» **Work request**: Scan the data for "hillside" and copy each matching line.

» **Supplied data**:
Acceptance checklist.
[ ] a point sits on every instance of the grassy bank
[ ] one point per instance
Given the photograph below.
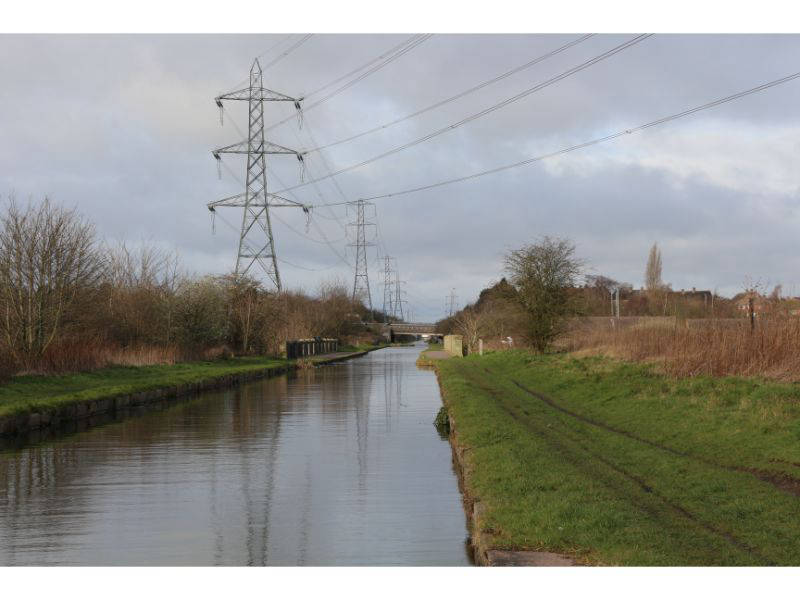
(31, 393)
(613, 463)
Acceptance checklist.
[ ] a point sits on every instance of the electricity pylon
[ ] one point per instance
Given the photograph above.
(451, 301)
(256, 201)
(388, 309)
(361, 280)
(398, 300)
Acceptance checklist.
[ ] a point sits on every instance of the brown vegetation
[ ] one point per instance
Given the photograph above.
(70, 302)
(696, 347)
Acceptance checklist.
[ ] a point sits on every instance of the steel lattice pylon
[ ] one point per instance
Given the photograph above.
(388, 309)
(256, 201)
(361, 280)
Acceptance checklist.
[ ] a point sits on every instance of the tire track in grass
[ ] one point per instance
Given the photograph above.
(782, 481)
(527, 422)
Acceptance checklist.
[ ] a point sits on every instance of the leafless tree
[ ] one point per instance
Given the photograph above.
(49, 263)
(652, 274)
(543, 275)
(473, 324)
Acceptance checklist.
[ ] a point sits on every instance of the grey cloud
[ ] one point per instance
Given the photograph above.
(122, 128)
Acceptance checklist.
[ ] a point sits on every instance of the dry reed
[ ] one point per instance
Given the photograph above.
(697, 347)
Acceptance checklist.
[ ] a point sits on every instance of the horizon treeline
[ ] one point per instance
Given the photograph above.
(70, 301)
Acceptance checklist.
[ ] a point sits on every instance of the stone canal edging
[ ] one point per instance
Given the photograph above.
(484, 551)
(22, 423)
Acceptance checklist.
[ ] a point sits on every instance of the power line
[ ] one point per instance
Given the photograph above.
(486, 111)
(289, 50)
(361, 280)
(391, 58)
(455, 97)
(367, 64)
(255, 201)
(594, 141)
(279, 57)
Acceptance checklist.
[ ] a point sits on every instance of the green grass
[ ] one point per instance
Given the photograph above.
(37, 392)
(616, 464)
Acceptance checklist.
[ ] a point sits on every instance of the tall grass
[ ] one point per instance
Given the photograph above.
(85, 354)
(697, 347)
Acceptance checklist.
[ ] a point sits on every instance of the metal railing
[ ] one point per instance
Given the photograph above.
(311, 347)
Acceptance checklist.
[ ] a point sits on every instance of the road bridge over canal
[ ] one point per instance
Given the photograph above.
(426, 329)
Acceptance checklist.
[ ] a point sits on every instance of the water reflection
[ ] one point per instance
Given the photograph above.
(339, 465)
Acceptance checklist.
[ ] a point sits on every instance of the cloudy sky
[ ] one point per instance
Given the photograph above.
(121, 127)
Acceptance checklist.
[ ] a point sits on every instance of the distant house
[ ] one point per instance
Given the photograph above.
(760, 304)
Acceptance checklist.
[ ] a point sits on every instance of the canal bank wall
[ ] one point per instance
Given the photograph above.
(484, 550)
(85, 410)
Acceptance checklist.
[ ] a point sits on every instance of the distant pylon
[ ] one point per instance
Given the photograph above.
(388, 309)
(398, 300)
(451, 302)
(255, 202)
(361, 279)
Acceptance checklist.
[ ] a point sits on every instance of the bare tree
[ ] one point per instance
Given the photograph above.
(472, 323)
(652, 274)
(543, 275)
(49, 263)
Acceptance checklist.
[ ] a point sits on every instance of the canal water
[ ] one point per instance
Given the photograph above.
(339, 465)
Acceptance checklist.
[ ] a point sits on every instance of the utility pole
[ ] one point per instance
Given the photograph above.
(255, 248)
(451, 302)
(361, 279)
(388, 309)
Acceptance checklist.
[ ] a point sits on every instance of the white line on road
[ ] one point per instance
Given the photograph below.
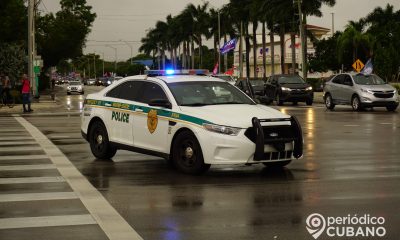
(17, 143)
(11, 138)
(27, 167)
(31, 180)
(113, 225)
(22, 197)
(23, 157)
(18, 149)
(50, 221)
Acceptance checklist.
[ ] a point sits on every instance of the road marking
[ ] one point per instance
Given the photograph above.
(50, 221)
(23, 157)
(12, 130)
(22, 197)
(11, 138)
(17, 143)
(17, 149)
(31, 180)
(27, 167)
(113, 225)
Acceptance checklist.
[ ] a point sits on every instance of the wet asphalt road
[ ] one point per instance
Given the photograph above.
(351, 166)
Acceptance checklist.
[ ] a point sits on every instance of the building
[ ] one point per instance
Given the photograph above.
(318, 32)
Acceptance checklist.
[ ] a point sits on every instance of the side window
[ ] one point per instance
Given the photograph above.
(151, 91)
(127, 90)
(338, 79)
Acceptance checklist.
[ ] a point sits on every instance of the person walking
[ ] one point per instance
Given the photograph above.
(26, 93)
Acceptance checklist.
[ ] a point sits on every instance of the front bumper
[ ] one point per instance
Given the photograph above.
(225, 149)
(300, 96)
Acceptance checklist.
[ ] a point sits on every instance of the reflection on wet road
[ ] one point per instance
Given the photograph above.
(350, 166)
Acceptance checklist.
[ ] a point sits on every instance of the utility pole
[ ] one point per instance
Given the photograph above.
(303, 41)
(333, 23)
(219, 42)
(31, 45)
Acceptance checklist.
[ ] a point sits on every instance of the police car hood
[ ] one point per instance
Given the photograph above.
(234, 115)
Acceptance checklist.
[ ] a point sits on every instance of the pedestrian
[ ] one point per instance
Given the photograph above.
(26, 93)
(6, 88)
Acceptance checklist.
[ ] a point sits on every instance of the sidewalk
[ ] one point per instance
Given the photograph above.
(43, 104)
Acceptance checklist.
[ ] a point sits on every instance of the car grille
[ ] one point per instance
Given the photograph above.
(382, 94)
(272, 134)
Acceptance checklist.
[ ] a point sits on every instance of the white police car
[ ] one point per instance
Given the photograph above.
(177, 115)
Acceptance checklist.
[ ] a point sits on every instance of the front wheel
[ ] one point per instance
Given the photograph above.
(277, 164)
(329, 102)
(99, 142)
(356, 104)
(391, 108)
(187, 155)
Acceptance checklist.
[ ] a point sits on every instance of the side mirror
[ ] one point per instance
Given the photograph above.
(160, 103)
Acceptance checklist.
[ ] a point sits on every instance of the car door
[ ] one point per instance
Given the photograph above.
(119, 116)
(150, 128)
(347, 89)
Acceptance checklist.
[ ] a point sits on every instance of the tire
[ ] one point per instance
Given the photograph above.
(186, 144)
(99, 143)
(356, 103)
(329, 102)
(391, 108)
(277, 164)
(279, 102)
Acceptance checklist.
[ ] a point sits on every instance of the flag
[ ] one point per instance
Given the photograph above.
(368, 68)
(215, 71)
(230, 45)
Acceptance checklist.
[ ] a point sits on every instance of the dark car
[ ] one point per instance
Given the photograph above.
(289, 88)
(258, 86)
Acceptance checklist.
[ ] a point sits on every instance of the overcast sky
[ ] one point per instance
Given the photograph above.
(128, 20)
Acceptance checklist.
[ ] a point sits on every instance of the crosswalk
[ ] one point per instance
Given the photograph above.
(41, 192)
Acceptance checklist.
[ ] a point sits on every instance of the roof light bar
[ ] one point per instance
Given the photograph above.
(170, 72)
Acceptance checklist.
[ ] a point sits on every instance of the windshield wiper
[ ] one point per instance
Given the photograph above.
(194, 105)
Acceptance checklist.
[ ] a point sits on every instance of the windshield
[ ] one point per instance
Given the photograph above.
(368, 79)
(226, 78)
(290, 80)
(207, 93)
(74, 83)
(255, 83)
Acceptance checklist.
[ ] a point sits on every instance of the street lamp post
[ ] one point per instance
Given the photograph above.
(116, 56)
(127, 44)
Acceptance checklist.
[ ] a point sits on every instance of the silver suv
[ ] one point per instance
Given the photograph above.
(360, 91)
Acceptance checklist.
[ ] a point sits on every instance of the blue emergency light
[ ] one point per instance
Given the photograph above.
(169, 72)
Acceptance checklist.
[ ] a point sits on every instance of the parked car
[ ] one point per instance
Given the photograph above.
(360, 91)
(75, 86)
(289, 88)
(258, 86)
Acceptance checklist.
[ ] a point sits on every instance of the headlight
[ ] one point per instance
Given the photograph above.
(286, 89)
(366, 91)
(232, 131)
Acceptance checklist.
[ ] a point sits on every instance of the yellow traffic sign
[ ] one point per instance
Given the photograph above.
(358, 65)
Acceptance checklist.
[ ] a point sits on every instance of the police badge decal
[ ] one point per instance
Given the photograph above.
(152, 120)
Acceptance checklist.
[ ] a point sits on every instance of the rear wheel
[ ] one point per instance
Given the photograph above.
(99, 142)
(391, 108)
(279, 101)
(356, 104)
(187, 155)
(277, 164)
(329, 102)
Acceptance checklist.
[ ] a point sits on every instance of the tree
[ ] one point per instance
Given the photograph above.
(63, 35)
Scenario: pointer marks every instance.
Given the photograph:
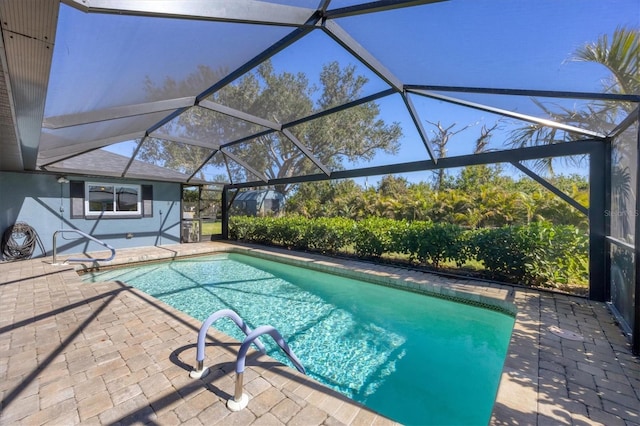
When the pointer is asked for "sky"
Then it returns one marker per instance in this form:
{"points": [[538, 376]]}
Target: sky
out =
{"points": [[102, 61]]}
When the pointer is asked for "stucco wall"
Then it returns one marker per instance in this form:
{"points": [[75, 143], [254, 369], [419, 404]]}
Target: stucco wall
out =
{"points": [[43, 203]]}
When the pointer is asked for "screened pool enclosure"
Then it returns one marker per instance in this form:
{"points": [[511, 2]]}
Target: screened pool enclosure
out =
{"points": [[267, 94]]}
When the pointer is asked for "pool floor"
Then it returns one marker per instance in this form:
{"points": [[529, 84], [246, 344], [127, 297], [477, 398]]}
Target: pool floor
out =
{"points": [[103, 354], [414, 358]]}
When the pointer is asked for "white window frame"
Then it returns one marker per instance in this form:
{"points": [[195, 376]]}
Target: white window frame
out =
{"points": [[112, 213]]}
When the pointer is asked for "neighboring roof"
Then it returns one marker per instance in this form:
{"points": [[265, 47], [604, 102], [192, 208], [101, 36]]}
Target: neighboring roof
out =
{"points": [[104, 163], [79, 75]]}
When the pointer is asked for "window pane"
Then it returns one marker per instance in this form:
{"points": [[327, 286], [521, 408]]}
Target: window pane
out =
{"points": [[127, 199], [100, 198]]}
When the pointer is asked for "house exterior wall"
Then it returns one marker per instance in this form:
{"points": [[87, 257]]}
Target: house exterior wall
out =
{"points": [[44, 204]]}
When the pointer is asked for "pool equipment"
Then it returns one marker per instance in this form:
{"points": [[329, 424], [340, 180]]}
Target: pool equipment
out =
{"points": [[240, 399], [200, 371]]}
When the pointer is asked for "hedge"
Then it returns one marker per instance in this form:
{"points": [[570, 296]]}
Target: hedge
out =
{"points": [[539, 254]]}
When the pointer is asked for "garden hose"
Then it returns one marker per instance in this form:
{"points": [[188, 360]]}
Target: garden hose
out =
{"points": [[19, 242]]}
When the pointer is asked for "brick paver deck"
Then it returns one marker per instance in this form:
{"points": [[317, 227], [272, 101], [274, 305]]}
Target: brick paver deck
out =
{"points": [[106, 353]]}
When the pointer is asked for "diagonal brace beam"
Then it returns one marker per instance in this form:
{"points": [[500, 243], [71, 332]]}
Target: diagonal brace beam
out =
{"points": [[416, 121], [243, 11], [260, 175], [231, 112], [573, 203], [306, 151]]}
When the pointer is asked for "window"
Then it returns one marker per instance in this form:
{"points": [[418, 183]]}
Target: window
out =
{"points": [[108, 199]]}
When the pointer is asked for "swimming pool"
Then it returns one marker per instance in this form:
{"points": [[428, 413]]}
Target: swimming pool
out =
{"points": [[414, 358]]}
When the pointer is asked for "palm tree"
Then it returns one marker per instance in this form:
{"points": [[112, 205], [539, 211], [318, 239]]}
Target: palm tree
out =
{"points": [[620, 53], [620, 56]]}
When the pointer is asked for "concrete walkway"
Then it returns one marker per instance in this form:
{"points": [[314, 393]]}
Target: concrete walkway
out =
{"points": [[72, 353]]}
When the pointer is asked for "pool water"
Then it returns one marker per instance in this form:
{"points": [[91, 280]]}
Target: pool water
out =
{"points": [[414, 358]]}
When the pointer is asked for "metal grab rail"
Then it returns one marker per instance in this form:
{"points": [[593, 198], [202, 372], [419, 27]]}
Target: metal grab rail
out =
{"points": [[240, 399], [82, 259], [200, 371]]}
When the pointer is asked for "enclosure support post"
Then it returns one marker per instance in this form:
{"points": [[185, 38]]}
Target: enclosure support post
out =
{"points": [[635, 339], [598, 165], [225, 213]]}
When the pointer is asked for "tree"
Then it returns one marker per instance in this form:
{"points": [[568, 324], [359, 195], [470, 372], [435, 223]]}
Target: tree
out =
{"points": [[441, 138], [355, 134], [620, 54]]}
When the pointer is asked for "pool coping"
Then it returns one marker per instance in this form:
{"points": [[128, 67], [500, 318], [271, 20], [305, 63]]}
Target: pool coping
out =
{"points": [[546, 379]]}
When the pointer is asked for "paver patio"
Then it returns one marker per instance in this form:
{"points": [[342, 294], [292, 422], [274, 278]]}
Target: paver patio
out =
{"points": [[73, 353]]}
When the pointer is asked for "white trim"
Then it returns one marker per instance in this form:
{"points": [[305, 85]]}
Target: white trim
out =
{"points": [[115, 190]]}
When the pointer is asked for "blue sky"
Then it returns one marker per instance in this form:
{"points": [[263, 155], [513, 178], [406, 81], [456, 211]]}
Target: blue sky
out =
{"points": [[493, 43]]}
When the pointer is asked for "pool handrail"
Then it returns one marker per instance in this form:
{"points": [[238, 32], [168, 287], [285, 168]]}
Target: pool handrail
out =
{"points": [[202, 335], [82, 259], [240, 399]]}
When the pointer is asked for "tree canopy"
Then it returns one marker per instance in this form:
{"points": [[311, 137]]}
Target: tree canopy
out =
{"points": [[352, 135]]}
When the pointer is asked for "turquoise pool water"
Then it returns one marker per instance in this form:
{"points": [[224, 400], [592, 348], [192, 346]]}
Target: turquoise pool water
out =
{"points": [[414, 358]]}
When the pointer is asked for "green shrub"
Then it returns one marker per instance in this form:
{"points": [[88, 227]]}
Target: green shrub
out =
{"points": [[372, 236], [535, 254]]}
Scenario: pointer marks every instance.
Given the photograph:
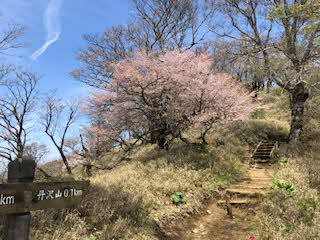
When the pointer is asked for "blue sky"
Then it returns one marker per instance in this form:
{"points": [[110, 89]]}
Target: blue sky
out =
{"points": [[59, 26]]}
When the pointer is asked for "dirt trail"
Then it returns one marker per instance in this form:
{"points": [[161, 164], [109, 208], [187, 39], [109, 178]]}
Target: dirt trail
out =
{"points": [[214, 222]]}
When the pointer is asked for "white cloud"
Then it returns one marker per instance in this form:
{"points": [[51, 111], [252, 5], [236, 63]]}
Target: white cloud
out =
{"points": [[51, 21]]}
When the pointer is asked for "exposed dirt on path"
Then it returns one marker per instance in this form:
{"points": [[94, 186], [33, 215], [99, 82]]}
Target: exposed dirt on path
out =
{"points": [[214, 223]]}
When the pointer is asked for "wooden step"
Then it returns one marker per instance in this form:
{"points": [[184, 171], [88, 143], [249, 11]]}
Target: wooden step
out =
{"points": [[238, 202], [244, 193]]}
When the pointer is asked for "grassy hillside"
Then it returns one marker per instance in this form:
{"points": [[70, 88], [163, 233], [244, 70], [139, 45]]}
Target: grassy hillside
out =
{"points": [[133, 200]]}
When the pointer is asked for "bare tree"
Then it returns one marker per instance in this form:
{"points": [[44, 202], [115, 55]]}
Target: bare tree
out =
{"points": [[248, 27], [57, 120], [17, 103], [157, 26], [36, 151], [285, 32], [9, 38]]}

» **Answer space**:
When the pointer is asked for "grassy hillside"
Target: grassy hillside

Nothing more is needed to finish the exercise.